■ What you need to do: Pictures must not appear in your answer. Write out exactly the lines from the one with "In the picture above, where can the yellow dip" through the last line of the entries below.

[Saved entries]
»»
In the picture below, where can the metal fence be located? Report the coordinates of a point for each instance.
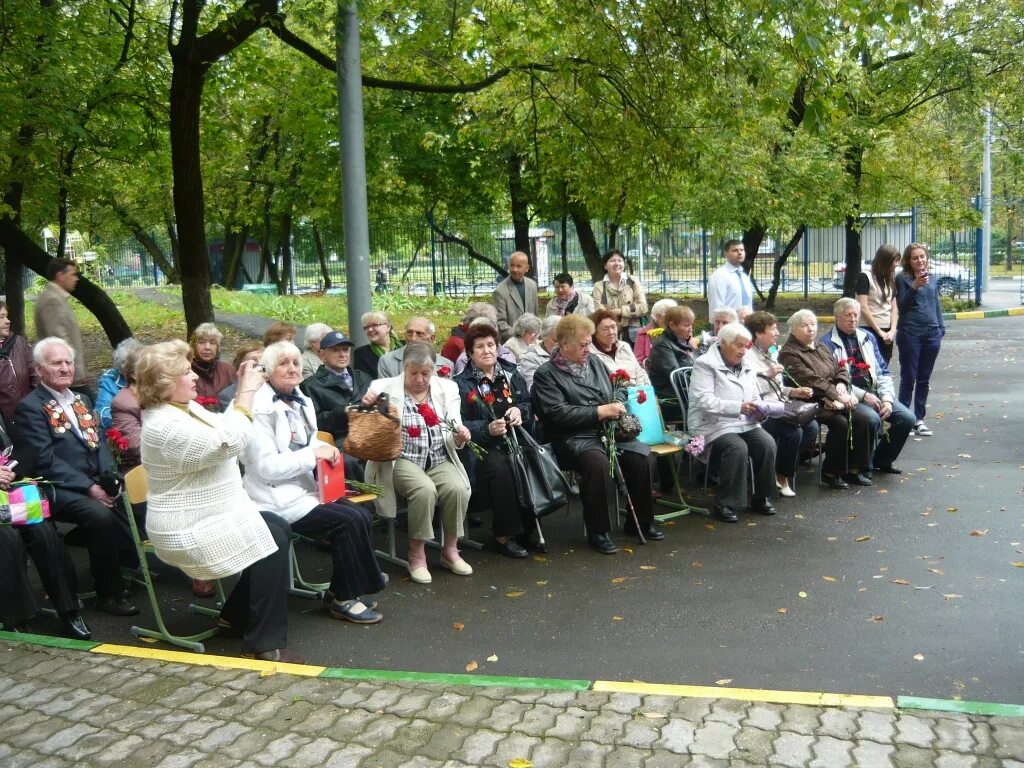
(673, 257)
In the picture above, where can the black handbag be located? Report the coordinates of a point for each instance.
(797, 413)
(540, 485)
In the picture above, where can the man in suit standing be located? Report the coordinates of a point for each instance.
(515, 295)
(56, 437)
(54, 317)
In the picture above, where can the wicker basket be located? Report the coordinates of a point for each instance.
(374, 431)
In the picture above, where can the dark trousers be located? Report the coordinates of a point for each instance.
(729, 454)
(108, 538)
(495, 488)
(56, 571)
(597, 489)
(791, 440)
(840, 458)
(916, 360)
(901, 421)
(348, 528)
(886, 348)
(259, 600)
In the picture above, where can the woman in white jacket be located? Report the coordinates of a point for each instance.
(428, 471)
(199, 517)
(280, 461)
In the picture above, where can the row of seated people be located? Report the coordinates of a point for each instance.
(208, 520)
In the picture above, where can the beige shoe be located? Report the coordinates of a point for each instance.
(420, 574)
(457, 566)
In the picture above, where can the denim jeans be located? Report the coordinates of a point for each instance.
(916, 359)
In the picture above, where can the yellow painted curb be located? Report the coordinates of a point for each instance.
(204, 659)
(748, 694)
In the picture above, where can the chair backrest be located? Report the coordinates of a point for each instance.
(680, 379)
(136, 484)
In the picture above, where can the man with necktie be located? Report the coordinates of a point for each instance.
(729, 287)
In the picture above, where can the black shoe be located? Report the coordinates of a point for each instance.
(74, 627)
(602, 543)
(858, 478)
(835, 481)
(726, 514)
(116, 606)
(511, 548)
(534, 544)
(890, 470)
(651, 531)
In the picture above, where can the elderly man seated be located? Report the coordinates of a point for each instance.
(57, 438)
(726, 409)
(871, 382)
(417, 329)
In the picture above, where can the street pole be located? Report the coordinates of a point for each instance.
(353, 168)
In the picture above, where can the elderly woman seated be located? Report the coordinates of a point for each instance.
(673, 349)
(486, 377)
(428, 472)
(573, 398)
(852, 426)
(644, 342)
(791, 439)
(726, 409)
(212, 375)
(199, 516)
(613, 353)
(280, 461)
(524, 332)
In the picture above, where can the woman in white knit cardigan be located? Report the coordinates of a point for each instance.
(199, 516)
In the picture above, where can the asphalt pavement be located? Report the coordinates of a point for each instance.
(909, 588)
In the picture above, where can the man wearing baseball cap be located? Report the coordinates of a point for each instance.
(335, 385)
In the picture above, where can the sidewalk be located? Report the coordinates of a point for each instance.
(64, 708)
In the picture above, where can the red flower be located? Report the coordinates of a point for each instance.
(429, 417)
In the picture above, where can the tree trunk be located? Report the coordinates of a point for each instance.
(588, 241)
(520, 211)
(779, 265)
(854, 167)
(12, 240)
(322, 257)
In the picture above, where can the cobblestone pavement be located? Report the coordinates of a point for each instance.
(60, 708)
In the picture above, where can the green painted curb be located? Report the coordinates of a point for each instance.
(967, 708)
(52, 642)
(440, 678)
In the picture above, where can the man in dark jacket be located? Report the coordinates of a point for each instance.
(56, 437)
(335, 386)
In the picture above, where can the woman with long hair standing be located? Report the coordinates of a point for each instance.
(877, 295)
(920, 331)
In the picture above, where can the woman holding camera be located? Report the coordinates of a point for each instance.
(919, 333)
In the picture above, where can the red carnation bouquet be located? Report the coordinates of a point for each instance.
(431, 419)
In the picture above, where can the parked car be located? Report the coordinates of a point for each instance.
(952, 279)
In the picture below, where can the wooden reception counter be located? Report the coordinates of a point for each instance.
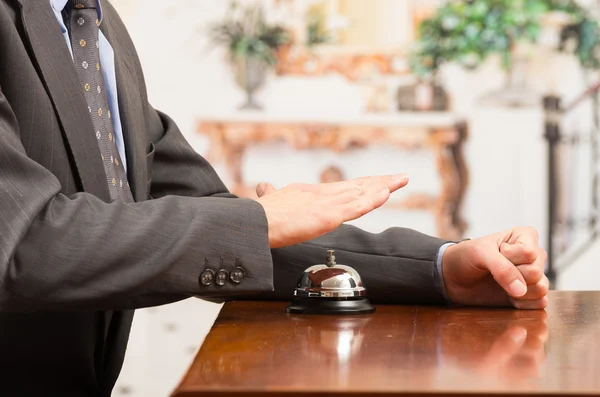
(256, 349)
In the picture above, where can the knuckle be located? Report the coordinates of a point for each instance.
(529, 253)
(535, 275)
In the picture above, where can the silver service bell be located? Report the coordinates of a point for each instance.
(330, 288)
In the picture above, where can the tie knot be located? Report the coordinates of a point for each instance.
(81, 4)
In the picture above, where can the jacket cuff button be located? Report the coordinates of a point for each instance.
(237, 275)
(221, 277)
(207, 277)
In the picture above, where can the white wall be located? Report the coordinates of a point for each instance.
(505, 151)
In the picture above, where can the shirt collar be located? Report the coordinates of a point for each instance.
(59, 5)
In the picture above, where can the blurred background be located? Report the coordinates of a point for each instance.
(490, 106)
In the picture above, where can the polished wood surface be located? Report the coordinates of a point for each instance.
(255, 348)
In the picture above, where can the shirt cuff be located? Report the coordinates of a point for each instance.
(438, 273)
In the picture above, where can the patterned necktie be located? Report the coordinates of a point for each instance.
(84, 30)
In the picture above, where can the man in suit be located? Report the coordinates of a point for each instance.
(104, 208)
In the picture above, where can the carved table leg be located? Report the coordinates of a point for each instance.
(448, 146)
(463, 174)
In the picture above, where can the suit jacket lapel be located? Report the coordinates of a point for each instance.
(131, 111)
(62, 83)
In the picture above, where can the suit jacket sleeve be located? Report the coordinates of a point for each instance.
(78, 252)
(397, 265)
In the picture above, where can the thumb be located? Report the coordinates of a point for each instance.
(518, 254)
(264, 188)
(506, 274)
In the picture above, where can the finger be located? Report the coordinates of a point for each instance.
(525, 235)
(507, 345)
(530, 304)
(359, 185)
(264, 188)
(533, 273)
(519, 253)
(537, 290)
(372, 187)
(505, 274)
(357, 208)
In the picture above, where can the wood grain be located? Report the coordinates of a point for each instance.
(255, 348)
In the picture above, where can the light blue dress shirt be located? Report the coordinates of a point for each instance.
(107, 59)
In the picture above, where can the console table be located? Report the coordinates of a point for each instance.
(257, 349)
(444, 133)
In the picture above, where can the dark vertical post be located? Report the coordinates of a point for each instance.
(595, 163)
(552, 113)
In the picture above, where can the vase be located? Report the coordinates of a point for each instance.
(516, 92)
(250, 75)
(422, 97)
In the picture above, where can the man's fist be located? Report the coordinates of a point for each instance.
(301, 212)
(502, 269)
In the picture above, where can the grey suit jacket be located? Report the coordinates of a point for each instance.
(73, 264)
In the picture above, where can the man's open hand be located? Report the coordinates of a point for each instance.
(502, 269)
(301, 212)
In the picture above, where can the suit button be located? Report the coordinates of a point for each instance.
(207, 277)
(221, 277)
(237, 275)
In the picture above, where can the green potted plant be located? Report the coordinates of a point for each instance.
(252, 44)
(467, 32)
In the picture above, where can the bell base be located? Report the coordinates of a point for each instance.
(330, 306)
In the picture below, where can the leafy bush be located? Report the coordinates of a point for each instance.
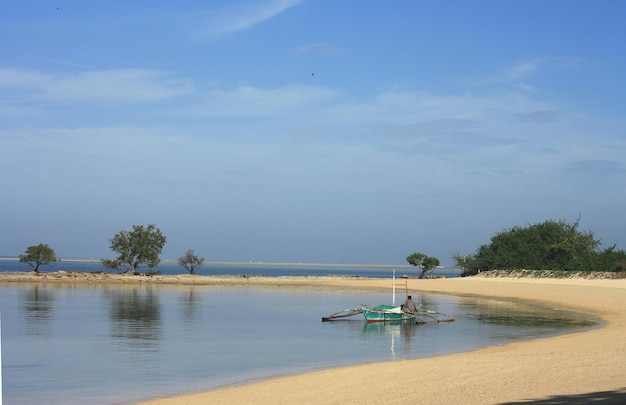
(550, 245)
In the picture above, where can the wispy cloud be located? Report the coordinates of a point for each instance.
(231, 20)
(320, 48)
(124, 85)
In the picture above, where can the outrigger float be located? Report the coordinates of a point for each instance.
(389, 313)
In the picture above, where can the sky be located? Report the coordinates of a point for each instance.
(309, 130)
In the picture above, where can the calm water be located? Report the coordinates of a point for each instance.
(118, 344)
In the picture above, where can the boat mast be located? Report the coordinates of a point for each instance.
(393, 299)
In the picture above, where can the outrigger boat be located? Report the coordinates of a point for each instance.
(388, 313)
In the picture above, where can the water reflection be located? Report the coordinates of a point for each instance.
(37, 305)
(135, 315)
(400, 334)
(190, 302)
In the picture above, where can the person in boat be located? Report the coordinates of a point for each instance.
(409, 305)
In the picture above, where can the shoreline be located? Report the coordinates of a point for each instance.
(572, 367)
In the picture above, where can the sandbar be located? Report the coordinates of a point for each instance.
(573, 368)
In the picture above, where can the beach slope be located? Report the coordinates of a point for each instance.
(573, 368)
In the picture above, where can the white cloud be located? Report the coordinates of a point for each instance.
(248, 101)
(122, 86)
(235, 19)
(320, 48)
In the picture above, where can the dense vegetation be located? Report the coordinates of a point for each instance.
(38, 255)
(550, 245)
(142, 245)
(423, 263)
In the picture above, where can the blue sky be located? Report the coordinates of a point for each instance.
(313, 131)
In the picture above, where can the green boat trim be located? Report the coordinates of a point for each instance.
(383, 313)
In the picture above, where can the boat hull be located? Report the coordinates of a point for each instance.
(386, 313)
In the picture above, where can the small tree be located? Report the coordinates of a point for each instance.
(190, 261)
(422, 262)
(39, 255)
(142, 245)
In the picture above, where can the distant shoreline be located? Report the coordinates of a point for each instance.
(258, 263)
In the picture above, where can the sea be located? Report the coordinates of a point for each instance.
(119, 344)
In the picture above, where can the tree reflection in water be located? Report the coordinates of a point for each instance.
(37, 305)
(135, 317)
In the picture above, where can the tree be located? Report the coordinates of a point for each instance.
(39, 255)
(142, 245)
(190, 261)
(422, 262)
(550, 245)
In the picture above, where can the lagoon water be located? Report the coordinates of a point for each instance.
(78, 344)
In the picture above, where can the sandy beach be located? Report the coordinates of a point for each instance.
(573, 368)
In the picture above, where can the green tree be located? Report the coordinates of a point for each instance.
(422, 262)
(39, 255)
(190, 261)
(142, 245)
(550, 245)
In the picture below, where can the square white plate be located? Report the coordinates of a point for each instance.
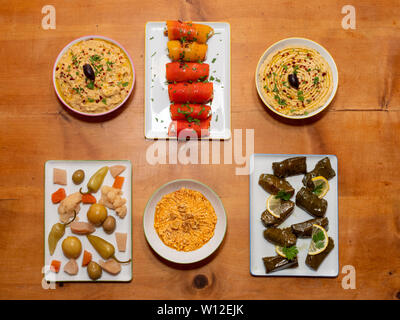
(260, 247)
(157, 116)
(51, 217)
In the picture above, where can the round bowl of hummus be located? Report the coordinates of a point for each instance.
(296, 78)
(93, 75)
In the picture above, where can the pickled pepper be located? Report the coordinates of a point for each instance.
(105, 249)
(96, 180)
(56, 233)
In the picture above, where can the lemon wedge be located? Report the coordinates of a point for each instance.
(321, 186)
(274, 206)
(319, 240)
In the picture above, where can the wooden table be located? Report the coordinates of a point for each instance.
(361, 126)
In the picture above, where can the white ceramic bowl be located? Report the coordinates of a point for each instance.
(293, 42)
(87, 38)
(171, 254)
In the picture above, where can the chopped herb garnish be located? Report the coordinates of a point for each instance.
(290, 252)
(318, 189)
(90, 85)
(283, 195)
(300, 95)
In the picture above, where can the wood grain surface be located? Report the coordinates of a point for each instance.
(361, 127)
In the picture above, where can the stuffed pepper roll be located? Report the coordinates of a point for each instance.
(286, 210)
(188, 31)
(322, 168)
(189, 52)
(308, 201)
(279, 263)
(290, 167)
(198, 92)
(280, 237)
(187, 111)
(183, 129)
(304, 229)
(274, 185)
(187, 71)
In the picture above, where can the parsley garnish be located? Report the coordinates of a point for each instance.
(90, 85)
(290, 252)
(318, 189)
(318, 238)
(300, 95)
(283, 195)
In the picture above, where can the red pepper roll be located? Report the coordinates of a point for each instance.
(187, 71)
(184, 129)
(198, 92)
(189, 111)
(188, 31)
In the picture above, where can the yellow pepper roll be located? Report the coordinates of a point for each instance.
(188, 31)
(190, 52)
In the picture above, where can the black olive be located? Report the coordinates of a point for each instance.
(88, 71)
(293, 80)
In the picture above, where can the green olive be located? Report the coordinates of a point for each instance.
(96, 214)
(78, 176)
(94, 270)
(109, 225)
(72, 247)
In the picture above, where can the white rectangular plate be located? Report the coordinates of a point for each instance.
(260, 247)
(51, 217)
(157, 116)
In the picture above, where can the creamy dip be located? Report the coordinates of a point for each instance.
(295, 80)
(112, 81)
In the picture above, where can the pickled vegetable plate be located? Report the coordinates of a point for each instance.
(51, 217)
(157, 103)
(260, 247)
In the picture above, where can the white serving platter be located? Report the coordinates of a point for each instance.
(260, 247)
(51, 217)
(180, 256)
(157, 116)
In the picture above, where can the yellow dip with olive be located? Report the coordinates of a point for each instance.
(295, 80)
(94, 76)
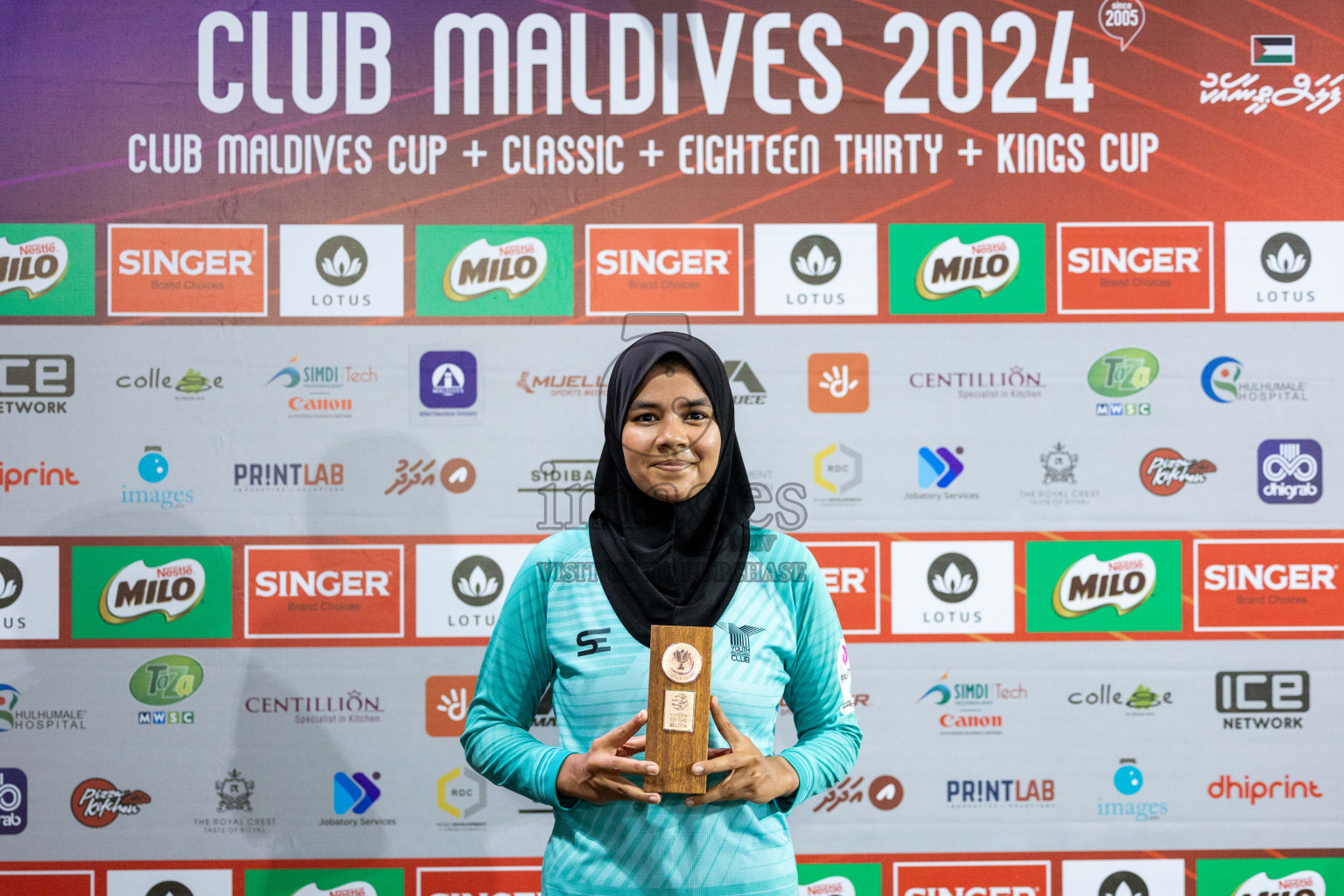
««
■ Result of the task:
In the picture above, where can the yellow dip with olive be located? Report the coordinates of a point for each instance.
(295, 80)
(94, 76)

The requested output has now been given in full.